Extract provided:
# A surreal sky setting



## Stever (Jul 20, 2016)

Hello all paintings

This is my lastest soft pastel painting.
Appreciate any comments and suggestions
Stever


----------



## Desdichado (May 26, 2016)

It's very good Stevers, now you need to make a picture of it by adding some interest like a specific tree, birds, animals or even people. What you have done is fine, but it's background. Now bring it to life...


----------



## TerryCurley (Jan 4, 2015)

Beautiful Stever. It strikes me as being a sunrise (not sunset) and it says to me it will be a great summer day.


----------



## dickhutchings (Oct 6, 2015)

Stever said:


> Appreciate any comments and suggestions
> Stever


Your asking so I'm giving.:biggrin: Your tree trunk across the river looks too big to me. This shows up in your other work as well. Just something to think about. 

The land on the right seems disconnected from the water, almost floating on it. Lastly, the clouds appear to be woven into the sky and should be more random in shape and location. 

As a wise man once said to me. Just keep learning.


----------



## Stever (Jul 20, 2016)

Hello

Desdichado, Terry and Dick

Thanks for taking time to look and comments.
Appreciate the input
Stever


----------

Written instruction A:
Please rewrite the painting thread between "## Desdichado (May" and "it to life...", inclusive, replacing "background" with "backdrop".

Data supplied:
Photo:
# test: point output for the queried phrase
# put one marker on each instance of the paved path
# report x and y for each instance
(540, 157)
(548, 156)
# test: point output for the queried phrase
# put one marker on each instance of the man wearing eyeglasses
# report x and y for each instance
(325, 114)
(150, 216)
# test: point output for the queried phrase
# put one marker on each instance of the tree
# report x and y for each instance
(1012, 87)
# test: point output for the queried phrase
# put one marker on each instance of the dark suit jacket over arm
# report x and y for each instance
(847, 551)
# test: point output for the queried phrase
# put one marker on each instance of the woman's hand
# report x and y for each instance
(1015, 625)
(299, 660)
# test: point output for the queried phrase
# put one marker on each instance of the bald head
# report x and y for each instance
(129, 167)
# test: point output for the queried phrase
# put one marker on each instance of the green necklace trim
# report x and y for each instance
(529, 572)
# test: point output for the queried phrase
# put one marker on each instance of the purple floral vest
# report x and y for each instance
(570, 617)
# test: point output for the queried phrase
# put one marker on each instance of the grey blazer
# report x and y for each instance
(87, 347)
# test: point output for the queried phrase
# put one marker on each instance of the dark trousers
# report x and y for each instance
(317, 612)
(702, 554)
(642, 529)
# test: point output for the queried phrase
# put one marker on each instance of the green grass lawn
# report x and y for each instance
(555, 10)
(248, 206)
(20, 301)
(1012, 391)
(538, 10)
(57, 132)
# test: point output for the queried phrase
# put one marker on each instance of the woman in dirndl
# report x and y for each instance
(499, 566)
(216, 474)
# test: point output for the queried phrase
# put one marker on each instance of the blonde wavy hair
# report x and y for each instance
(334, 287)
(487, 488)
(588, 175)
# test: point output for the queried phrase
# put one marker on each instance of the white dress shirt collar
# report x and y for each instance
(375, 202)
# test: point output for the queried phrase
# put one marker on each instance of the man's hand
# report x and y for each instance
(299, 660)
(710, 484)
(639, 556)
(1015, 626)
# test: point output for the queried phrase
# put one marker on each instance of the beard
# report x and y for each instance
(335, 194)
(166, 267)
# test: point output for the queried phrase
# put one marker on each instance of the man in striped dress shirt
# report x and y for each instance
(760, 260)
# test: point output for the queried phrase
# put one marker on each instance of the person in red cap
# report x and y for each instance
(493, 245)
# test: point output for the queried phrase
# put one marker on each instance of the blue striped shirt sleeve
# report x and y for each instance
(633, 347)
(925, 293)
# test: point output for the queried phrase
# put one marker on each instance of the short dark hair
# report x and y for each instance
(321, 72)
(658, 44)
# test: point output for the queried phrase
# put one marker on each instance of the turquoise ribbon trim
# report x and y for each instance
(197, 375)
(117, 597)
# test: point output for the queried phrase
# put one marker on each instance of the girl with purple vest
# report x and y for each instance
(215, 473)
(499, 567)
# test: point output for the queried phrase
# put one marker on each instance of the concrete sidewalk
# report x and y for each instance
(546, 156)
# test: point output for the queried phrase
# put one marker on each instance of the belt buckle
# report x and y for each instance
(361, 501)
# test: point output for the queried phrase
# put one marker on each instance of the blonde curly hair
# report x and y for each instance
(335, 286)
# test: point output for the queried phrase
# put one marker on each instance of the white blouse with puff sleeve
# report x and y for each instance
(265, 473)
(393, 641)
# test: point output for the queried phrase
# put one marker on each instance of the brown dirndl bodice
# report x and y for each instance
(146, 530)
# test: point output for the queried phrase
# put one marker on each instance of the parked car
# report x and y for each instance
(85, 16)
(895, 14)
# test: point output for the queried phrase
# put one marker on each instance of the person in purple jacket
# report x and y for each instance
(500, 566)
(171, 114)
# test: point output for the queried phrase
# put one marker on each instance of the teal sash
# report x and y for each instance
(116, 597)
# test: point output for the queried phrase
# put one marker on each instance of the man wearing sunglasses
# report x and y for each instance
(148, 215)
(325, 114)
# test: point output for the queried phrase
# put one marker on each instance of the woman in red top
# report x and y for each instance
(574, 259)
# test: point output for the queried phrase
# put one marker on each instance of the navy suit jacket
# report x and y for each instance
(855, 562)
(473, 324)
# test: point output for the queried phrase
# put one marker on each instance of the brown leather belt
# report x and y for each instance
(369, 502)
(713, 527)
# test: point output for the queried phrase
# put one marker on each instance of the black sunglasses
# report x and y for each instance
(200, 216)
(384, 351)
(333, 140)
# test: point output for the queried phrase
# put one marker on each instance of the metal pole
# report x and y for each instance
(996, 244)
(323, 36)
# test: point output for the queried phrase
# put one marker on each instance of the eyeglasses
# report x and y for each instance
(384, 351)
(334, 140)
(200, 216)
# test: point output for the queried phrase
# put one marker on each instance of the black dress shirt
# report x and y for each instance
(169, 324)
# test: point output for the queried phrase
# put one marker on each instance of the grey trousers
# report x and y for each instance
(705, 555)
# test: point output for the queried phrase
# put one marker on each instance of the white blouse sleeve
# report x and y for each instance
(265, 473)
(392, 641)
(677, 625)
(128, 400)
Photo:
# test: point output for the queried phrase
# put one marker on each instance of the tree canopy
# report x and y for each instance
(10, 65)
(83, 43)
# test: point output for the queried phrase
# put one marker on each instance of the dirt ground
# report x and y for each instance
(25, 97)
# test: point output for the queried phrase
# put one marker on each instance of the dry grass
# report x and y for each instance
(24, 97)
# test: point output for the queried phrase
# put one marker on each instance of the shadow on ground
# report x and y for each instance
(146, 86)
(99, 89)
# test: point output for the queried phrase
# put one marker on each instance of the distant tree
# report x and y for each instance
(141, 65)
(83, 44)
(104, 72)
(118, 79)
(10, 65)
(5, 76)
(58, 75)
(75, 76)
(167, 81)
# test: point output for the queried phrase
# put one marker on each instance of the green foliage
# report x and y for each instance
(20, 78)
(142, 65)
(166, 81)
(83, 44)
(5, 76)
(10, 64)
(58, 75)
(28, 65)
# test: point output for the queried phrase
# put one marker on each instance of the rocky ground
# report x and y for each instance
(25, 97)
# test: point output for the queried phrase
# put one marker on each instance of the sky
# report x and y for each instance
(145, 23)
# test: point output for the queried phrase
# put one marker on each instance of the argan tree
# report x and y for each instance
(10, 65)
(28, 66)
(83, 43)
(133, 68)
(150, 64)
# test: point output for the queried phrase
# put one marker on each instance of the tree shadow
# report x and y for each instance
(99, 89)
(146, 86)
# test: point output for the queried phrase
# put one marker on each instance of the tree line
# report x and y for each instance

Written instruction B:
Find and copy every line in the listing that contains the string "suit", matching case exactly.

Exercise result A:
## Desdichado (May 26, 2016)

It's very good Stevers, now you need to make a picture of it by adding some interest like a specific tree, birds, animals or even people. What you have done is fine, but it's backdrop. Now bring it to life...

Exercise result B:
# put one marker on each instance of the dark suit jacket over arm
# put one marker on each instance of the navy suit jacket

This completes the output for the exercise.